Information provided.

/---

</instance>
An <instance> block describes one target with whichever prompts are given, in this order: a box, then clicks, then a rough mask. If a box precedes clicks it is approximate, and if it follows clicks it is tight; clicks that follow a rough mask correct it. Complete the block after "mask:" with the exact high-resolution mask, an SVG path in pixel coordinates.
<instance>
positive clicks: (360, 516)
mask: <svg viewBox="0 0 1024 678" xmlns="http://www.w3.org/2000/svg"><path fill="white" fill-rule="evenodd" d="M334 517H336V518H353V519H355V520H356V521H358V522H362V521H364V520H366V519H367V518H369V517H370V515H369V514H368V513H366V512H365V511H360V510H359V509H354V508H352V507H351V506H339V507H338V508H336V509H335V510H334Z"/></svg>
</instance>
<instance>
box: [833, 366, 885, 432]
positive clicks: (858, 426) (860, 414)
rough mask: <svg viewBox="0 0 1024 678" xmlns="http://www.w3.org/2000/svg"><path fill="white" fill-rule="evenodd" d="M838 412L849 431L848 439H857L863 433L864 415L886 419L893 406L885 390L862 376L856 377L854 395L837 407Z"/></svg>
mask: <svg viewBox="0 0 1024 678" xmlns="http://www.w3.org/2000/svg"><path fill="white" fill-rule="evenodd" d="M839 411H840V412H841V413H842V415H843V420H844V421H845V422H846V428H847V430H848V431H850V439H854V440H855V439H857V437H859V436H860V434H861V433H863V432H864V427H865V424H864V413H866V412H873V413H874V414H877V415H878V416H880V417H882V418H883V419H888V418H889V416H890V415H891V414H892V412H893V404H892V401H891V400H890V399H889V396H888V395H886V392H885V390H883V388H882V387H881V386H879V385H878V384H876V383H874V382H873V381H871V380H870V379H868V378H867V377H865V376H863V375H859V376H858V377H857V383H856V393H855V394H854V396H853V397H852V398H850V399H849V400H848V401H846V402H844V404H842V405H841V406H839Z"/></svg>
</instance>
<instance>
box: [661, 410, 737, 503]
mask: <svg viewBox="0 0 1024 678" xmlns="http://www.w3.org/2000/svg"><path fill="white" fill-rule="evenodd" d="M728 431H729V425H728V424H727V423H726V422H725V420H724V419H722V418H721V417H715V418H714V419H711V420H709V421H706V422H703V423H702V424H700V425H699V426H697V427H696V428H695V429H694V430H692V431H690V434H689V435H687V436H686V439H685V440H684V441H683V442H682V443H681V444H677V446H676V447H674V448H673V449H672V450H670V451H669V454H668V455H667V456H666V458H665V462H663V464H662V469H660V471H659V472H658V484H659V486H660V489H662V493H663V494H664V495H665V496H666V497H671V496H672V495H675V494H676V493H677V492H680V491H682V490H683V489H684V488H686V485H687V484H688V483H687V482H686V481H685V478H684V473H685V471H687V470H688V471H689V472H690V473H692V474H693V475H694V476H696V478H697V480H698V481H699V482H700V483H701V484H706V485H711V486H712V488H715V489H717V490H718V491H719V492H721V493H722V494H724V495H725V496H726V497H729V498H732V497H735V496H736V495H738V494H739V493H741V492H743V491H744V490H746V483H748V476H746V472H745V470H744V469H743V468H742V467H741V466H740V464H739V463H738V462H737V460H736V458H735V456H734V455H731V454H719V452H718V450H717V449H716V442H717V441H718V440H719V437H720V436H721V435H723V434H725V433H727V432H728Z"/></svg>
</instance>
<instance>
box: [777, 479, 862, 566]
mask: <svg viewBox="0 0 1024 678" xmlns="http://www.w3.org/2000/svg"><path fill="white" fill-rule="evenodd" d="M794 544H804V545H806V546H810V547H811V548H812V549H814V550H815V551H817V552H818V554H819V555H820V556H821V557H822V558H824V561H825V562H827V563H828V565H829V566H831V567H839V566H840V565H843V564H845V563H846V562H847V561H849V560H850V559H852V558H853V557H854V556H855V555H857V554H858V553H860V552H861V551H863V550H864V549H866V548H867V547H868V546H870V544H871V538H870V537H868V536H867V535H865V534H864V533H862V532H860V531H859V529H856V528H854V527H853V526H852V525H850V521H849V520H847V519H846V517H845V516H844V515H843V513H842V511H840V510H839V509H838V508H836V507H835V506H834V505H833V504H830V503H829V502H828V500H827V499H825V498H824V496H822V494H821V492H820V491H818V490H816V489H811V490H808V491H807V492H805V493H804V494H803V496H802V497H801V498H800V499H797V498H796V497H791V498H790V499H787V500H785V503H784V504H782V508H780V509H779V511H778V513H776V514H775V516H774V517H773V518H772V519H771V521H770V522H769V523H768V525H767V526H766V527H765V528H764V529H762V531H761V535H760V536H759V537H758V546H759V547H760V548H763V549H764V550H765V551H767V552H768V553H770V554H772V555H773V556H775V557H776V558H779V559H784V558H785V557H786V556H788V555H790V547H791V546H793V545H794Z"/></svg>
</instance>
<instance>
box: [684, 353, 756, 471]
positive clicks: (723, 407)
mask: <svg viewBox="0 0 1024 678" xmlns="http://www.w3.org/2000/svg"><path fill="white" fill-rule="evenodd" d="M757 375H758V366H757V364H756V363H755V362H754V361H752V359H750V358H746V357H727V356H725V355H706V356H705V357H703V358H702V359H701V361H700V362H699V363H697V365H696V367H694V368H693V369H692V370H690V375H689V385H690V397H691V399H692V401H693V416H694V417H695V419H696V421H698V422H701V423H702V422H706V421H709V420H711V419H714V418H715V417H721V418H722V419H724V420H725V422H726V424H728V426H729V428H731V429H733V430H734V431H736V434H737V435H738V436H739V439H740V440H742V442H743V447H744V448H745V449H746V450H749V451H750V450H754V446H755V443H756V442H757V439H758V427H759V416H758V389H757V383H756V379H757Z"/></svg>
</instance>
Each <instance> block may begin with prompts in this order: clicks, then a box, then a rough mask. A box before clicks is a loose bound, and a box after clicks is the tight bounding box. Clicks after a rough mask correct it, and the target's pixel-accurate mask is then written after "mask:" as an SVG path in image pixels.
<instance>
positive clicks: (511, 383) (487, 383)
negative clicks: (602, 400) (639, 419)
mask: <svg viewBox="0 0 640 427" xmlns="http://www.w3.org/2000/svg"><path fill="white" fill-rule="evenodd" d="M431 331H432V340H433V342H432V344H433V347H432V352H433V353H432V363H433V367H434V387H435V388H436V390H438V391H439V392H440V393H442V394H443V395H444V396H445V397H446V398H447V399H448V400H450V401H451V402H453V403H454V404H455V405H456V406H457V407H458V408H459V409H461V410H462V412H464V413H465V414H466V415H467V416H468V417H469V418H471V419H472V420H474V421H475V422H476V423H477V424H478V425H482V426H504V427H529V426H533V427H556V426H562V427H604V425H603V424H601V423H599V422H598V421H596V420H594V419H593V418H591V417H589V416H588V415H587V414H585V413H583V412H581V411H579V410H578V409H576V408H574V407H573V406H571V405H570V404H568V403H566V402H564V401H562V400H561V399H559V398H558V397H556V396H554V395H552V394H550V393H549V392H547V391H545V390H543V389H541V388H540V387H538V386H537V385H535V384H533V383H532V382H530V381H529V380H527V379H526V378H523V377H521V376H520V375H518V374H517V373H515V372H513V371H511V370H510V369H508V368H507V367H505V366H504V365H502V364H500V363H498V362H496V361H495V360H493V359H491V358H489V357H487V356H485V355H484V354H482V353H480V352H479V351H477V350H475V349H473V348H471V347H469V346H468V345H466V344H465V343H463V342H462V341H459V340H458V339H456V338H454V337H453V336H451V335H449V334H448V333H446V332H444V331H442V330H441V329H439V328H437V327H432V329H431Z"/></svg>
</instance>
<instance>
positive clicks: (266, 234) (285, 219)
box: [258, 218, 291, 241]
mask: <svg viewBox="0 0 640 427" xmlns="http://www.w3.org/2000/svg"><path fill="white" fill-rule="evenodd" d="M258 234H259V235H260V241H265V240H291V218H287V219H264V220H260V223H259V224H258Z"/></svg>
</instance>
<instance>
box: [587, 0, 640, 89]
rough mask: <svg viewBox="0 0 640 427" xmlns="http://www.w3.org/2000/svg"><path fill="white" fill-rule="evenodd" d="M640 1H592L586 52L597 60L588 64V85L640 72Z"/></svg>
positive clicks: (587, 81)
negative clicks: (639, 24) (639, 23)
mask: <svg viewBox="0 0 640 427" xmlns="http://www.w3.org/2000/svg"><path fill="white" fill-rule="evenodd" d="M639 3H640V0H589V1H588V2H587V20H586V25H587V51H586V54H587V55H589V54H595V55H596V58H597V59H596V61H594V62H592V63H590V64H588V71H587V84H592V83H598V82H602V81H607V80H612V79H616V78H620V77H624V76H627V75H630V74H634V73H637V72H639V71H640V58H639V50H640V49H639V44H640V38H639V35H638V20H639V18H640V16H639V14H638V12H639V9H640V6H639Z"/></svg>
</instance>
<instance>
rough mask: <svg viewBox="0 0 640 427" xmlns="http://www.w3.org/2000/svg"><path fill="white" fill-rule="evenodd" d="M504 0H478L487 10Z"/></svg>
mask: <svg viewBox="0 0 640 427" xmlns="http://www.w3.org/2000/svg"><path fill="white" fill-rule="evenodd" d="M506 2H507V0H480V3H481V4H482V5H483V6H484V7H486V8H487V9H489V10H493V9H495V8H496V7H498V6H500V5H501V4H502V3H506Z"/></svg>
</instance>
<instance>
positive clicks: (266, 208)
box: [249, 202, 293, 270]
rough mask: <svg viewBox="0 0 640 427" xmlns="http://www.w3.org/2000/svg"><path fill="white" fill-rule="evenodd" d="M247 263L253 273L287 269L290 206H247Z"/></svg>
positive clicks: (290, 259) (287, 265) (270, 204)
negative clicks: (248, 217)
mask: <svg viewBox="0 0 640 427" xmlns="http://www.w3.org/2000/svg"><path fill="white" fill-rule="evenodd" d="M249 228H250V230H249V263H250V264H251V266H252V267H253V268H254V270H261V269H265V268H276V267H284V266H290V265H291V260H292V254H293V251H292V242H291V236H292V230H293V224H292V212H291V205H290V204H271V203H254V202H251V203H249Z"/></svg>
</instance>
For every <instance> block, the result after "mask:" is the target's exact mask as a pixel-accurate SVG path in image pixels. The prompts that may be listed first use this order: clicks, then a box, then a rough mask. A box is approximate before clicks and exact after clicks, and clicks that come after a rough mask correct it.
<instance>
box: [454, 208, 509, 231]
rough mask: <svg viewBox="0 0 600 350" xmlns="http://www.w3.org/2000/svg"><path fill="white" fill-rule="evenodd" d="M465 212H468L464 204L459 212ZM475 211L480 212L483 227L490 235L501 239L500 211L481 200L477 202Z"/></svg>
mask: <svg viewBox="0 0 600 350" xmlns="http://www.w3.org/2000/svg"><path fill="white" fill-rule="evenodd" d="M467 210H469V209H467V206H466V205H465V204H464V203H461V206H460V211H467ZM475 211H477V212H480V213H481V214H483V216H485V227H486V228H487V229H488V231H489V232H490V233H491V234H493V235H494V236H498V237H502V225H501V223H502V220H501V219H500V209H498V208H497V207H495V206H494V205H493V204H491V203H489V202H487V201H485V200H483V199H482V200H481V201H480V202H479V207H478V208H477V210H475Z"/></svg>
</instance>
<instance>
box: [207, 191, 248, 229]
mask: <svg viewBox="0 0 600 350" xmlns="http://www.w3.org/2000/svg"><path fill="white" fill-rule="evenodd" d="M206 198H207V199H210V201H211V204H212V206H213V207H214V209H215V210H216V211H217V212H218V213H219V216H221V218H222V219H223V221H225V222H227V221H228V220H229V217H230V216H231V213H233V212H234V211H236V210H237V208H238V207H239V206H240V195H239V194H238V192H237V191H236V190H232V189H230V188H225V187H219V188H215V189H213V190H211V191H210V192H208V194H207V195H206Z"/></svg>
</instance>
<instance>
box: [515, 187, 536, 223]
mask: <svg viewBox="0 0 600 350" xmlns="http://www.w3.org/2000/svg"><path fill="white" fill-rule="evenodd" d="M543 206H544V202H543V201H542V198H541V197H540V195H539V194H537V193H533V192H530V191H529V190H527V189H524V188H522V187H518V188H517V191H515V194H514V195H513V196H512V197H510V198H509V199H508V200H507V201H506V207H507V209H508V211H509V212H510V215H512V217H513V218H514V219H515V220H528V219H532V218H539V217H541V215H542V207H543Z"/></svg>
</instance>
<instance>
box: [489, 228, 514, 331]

\---

Aim of the task.
Pull out every line of the records that contains the string "positive", treating uppercase and lowercase as different.

Result below.
positive clicks: (360, 516)
positive clicks: (858, 426) (860, 414)
positive clicks: (723, 407)
positive clicks: (511, 383) (487, 383)
positive clicks: (266, 234) (285, 219)
positive clicks: (587, 81)
positive clicks: (266, 208)
positive clicks: (290, 259) (287, 265) (270, 204)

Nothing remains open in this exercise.